● **Required task 1**: Return each line of the listing below that contains the string "horn".

Nebraska has bragging rights to the Sandhills, and so it should. They cover a quarter of the Cornhusker State. But the Sandhills actually begin north of the Nebraska border with an oasis of cactus, hills and water in southwestern South Dakota. And as is often true with beginnings, the South Dakota Sandhills have a story of their own.

Maps of the Sandhills show them spilling into South Dakota, but you won’t need a map to find them. Just take Highway 73 south of Martin. You’ll pass by farms and fields, perhaps wondering if you’ve yet reached the beginning. You’ll know when you do. The switch from what locals call “the hardland” to the Sandhills is literally a line in the sand. They can’t be missed.

“There’s nothing like it in the United States, except maybe very locally along barrier islands, a few hundred yards off the East Coast, and in southern California,” says Dr. Perry Rahn. “Certainly nothing to the extent that you find in Bennett County and on into Nebraska.”

● **Record extracts**:
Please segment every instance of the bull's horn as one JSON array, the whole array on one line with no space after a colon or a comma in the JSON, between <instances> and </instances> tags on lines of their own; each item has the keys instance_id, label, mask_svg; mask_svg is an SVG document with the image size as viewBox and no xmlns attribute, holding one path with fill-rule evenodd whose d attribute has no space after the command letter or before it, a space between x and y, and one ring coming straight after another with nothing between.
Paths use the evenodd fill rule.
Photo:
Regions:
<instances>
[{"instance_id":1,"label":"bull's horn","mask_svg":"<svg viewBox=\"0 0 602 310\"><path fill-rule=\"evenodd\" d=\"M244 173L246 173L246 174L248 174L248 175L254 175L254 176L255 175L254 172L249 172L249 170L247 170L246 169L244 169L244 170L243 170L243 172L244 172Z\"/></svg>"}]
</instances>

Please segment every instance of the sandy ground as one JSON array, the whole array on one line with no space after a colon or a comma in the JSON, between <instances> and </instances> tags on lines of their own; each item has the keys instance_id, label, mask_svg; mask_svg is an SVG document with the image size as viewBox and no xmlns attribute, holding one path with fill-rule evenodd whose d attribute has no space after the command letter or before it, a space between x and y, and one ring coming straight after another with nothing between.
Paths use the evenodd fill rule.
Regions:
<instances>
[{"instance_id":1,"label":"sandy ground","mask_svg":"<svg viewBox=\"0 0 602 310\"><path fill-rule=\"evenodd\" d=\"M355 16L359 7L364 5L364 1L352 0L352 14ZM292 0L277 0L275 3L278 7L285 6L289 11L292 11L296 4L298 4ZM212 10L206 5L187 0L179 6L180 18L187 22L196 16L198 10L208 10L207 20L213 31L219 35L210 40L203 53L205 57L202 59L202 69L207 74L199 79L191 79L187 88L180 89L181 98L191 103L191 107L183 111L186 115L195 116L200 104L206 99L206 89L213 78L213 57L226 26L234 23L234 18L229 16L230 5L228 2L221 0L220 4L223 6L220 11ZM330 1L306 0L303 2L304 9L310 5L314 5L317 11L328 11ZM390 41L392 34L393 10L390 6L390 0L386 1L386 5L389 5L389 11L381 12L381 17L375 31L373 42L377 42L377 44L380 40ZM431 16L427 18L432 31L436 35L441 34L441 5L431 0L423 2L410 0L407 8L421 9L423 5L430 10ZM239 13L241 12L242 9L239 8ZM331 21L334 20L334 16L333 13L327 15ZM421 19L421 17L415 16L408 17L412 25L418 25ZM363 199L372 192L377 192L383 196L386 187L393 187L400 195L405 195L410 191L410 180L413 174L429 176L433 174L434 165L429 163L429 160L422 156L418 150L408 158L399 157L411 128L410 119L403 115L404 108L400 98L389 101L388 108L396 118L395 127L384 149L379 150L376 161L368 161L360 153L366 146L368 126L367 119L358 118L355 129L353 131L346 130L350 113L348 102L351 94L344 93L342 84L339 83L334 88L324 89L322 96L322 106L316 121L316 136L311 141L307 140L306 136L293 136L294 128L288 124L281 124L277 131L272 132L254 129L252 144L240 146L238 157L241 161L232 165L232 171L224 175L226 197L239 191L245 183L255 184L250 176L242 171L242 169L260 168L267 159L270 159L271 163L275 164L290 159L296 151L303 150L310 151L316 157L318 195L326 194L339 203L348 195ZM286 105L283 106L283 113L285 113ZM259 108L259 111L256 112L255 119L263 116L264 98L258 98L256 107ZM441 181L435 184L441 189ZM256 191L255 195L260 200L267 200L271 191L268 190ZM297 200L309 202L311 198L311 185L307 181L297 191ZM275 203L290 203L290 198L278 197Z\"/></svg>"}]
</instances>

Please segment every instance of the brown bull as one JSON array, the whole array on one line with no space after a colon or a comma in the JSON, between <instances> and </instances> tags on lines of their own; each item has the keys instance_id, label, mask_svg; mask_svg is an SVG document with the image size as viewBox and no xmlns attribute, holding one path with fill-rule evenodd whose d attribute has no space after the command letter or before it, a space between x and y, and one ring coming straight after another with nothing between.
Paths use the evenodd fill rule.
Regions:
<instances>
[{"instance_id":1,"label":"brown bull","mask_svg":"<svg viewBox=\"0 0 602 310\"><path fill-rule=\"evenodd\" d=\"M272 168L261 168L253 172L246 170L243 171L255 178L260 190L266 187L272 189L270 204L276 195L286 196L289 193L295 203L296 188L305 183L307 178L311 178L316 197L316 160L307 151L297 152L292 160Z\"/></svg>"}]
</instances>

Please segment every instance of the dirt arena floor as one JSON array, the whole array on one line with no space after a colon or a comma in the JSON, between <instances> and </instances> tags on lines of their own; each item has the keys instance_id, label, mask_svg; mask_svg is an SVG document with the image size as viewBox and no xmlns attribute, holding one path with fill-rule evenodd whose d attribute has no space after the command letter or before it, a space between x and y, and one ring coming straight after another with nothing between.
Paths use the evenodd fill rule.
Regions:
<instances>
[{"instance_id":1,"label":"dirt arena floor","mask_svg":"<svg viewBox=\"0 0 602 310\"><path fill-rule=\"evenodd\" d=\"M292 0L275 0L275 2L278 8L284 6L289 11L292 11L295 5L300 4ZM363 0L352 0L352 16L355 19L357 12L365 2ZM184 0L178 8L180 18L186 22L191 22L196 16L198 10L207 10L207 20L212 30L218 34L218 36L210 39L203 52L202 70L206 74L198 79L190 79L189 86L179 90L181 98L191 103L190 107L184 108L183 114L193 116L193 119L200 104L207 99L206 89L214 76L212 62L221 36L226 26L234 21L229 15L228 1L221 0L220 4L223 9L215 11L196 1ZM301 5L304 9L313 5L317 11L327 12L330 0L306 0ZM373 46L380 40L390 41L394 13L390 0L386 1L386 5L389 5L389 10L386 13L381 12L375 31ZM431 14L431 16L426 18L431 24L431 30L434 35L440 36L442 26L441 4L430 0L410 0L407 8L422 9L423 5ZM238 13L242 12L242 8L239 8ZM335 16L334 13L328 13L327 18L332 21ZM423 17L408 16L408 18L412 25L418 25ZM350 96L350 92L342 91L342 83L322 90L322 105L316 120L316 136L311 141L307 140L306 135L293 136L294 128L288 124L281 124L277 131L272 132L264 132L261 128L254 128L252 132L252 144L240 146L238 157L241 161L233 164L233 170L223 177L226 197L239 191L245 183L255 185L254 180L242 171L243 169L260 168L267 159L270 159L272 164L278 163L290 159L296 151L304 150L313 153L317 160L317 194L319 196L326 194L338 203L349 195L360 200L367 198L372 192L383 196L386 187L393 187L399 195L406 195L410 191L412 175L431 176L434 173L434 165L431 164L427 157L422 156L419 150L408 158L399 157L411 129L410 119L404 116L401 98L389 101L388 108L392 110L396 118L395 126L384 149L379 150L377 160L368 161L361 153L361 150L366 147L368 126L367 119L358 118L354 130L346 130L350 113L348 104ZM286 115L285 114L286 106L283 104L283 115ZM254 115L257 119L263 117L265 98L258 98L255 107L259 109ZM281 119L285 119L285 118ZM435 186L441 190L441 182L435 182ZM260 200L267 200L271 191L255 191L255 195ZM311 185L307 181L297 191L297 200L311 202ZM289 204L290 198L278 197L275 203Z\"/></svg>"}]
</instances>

● **Required task 2**: From the Sandhills passage above, reproduce word for word the part that opens with the words containing "Nebraska has bragging" and closes with "can’t be missed.".

● **Full response 1**:
Please segment every instance of the bull's horn as one JSON array, the whole array on one line with no space after a colon or a comma in the JSON, between <instances> and </instances> tags on lines of their own; each item has the keys instance_id, label, mask_svg; mask_svg is an SVG document with the image size as viewBox and no xmlns attribute, holding one path with fill-rule evenodd whose d attribute has no space after the command letter or before it, a space between x and y, and one ring coming straight after another with nothing between.
[{"instance_id":1,"label":"bull's horn","mask_svg":"<svg viewBox=\"0 0 602 310\"><path fill-rule=\"evenodd\" d=\"M244 173L246 173L246 174L248 174L248 175L254 175L254 176L255 175L254 172L249 172L249 170L247 170L246 169L244 169L244 170L243 170L243 172L244 172Z\"/></svg>"}]

● **Full response 2**:
Nebraska has bragging rights to the Sandhills, and so it should. They cover a quarter of the Cornhusker State. But the Sandhills actually begin north of the Nebraska border with an oasis of cactus, hills and water in southwestern South Dakota. And as is often true with beginnings, the South Dakota Sandhills have a story of their own.

Maps of the Sandhills show them spilling into South Dakota, but you won’t need a map to find them. Just take Highway 73 south of Martin. You’ll pass by farms and fields, perhaps wondering if you’ve yet reached the beginning. You’ll know when you do. The switch from what locals call “the hardland” to the Sandhills is literally a line in the sand. They can’t be missed.